» GIVEN PASSAGE
Chinese truck maker Beiqi Foton Motor Co. is planning a second plant in Mexico to manufacture electric vehicles with an eye on U.S. exports.
The plant’s location has yet to be decided, said Roberto Talavera, director of electric vehicles at Foton in Mexico, but the states of Jalisco and Aguascalientes — already home to a number of major automotive facilities — are being carefully considered. The plant is expected to produce traditional internal combustion and electric vehicles, and be operational in 2025.
Beijing-based Foton, which specializes in commercial vehicles, is also preparing to become the Mexican partner for Contemporary Amperex Technology Co. Ltd., or CATL, the world’s biggest maker of EV batteries. It will provide technical support, repairs and recycling for CATL’s batteries in the country.
Representatives from CATL declined to comment.

» DIRECTIONS
1. Write out the Foton passage word for word, covering everything from "The plant’s location" down to "operational in 2025.".
2. List every service that the Foton passage says Foton will provide for CATL's batteries in Mexico.

» ENTRIES SUPPLIED
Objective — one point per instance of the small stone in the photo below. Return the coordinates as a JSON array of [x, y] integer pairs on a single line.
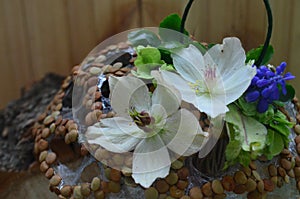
[[252, 165], [48, 120], [175, 192], [77, 192], [49, 173], [114, 187], [51, 157], [115, 175], [55, 180], [240, 189], [43, 156], [281, 171], [217, 187], [256, 175], [196, 193], [42, 145], [206, 189], [247, 171], [228, 183], [183, 173], [287, 165], [272, 170], [162, 186], [85, 189], [268, 185], [118, 159], [172, 178], [46, 132], [151, 193], [240, 177], [182, 184], [260, 186], [44, 166], [297, 129], [250, 185], [99, 194], [95, 184], [66, 191]]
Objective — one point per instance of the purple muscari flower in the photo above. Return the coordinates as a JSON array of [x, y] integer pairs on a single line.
[[264, 87]]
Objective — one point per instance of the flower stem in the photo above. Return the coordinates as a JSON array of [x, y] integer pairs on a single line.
[[269, 33], [185, 13]]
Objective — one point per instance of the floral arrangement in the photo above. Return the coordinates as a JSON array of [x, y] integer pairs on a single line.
[[221, 80]]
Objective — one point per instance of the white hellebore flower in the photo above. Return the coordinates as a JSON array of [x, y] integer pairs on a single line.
[[149, 125], [212, 81]]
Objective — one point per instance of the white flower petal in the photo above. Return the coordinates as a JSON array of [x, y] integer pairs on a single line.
[[183, 134], [174, 80], [116, 134], [238, 83], [189, 63], [212, 105], [229, 56], [166, 97], [129, 92], [150, 161]]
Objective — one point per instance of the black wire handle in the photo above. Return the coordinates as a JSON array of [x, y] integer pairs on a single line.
[[269, 33]]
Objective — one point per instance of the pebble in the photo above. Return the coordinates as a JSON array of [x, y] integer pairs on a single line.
[[272, 170], [182, 184], [151, 193], [172, 178], [55, 180], [66, 191], [49, 173], [51, 157], [228, 183], [196, 193], [99, 194], [297, 129], [162, 186], [240, 177], [240, 188], [287, 165], [175, 192], [183, 173], [115, 175], [268, 185], [77, 192], [43, 156], [95, 184], [260, 186], [48, 120], [250, 185], [177, 164], [206, 189], [44, 166], [85, 189], [217, 187], [46, 132], [256, 175]]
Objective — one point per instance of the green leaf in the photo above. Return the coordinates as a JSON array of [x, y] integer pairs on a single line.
[[255, 53], [251, 133], [232, 150], [248, 109], [278, 143], [289, 95], [143, 37], [173, 22]]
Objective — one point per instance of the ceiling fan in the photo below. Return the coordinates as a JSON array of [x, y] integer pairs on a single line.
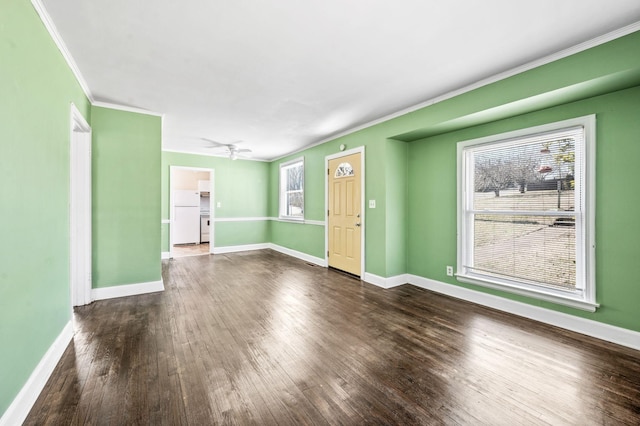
[[230, 148]]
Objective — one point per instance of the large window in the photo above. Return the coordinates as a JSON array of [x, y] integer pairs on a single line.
[[525, 212], [292, 189]]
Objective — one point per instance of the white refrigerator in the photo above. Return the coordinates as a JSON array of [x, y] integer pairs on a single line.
[[186, 217]]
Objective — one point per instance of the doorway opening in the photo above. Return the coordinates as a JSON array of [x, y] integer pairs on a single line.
[[191, 202]]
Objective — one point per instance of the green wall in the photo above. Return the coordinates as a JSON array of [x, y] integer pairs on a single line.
[[432, 202], [126, 197], [240, 187], [411, 171], [36, 90]]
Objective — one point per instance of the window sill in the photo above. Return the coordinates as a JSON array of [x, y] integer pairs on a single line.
[[547, 296], [291, 219]]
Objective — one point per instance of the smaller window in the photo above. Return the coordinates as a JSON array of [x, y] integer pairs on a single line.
[[292, 189], [343, 170]]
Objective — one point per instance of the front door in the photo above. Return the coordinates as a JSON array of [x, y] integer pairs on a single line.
[[344, 216]]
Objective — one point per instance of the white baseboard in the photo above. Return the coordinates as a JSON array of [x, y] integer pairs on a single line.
[[599, 330], [126, 290], [23, 402], [385, 282], [235, 249], [300, 255]]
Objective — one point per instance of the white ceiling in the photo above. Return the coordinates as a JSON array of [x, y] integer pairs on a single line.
[[280, 75]]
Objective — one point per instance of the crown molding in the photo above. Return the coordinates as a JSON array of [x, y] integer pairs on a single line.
[[57, 39], [125, 108]]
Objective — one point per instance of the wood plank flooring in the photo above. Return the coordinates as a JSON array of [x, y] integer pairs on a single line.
[[262, 338]]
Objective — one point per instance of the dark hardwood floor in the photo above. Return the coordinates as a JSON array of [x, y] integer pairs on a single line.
[[262, 338]]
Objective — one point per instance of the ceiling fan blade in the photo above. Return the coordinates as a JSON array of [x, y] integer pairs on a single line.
[[214, 144]]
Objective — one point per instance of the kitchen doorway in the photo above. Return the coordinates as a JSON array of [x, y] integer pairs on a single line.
[[191, 204]]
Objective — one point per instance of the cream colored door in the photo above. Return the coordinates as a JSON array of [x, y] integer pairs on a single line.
[[344, 216]]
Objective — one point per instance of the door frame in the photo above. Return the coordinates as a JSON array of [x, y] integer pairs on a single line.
[[359, 149], [80, 209], [172, 170]]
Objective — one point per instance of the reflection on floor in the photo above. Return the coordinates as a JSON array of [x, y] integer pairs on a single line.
[[183, 250]]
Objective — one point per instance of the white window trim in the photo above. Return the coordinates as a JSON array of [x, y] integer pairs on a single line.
[[282, 216], [585, 301]]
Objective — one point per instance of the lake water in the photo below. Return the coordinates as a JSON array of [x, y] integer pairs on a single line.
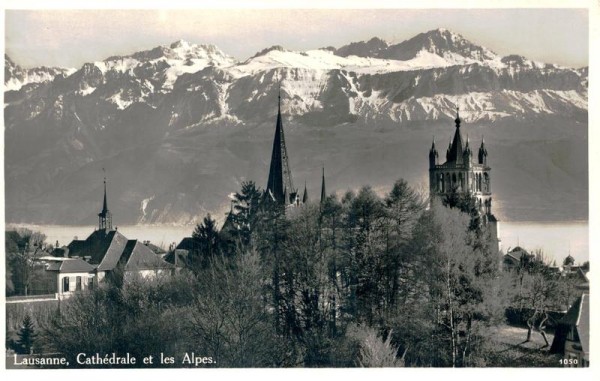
[[556, 239]]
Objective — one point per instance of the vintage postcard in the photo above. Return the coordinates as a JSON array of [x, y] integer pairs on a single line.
[[297, 187]]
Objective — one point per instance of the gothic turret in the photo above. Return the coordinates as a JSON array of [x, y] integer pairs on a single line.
[[467, 154], [433, 155], [305, 194], [279, 185], [105, 217], [482, 156]]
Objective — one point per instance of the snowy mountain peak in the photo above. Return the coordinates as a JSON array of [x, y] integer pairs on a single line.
[[180, 44], [441, 42], [264, 52], [371, 48], [15, 77]]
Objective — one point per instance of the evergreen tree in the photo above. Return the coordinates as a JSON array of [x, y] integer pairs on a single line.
[[27, 336]]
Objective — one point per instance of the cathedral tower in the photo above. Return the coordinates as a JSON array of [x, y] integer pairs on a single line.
[[461, 174]]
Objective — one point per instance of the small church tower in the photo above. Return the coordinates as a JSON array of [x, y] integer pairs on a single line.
[[461, 174], [279, 185], [105, 217]]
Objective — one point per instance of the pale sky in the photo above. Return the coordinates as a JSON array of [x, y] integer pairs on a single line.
[[70, 38]]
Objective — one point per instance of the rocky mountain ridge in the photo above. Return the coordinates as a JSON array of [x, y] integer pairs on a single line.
[[177, 124]]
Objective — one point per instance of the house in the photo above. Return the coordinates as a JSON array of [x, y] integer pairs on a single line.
[[83, 263], [572, 334], [71, 274], [515, 258]]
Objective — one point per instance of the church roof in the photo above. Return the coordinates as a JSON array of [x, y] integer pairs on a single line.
[[187, 243], [137, 256], [72, 265], [106, 249]]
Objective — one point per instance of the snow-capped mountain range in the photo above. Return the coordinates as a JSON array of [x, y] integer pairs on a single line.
[[153, 107]]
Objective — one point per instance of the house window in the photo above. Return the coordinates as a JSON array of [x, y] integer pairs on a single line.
[[66, 284]]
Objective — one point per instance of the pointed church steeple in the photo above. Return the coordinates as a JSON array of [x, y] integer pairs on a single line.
[[105, 217], [323, 192], [280, 177], [433, 155], [305, 195], [467, 154], [455, 153], [482, 156]]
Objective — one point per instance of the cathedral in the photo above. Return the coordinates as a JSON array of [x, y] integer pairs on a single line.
[[461, 174], [280, 187]]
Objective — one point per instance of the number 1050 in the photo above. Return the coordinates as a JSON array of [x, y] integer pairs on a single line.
[[568, 361]]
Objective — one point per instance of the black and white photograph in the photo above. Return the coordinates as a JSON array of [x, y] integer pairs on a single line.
[[303, 186]]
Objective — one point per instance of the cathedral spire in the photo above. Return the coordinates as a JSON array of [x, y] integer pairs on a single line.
[[482, 155], [455, 153], [305, 195], [104, 217], [280, 177], [433, 155], [323, 192]]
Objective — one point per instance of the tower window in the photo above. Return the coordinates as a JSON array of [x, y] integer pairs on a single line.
[[66, 284]]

» PER-TASK OUTPUTS
1.
The plant’s location has yet to be decided, said Roberto Talavera, director of electric vehicles at Foton in Mexico, but the states of Jalisco and Aguascalientes — already home to a number of major automotive facilities — are being carefully considered. The plant is expected to produce traditional internal combustion and electric vehicles, and be operational in 2025.

2. technical support, repairs, recycling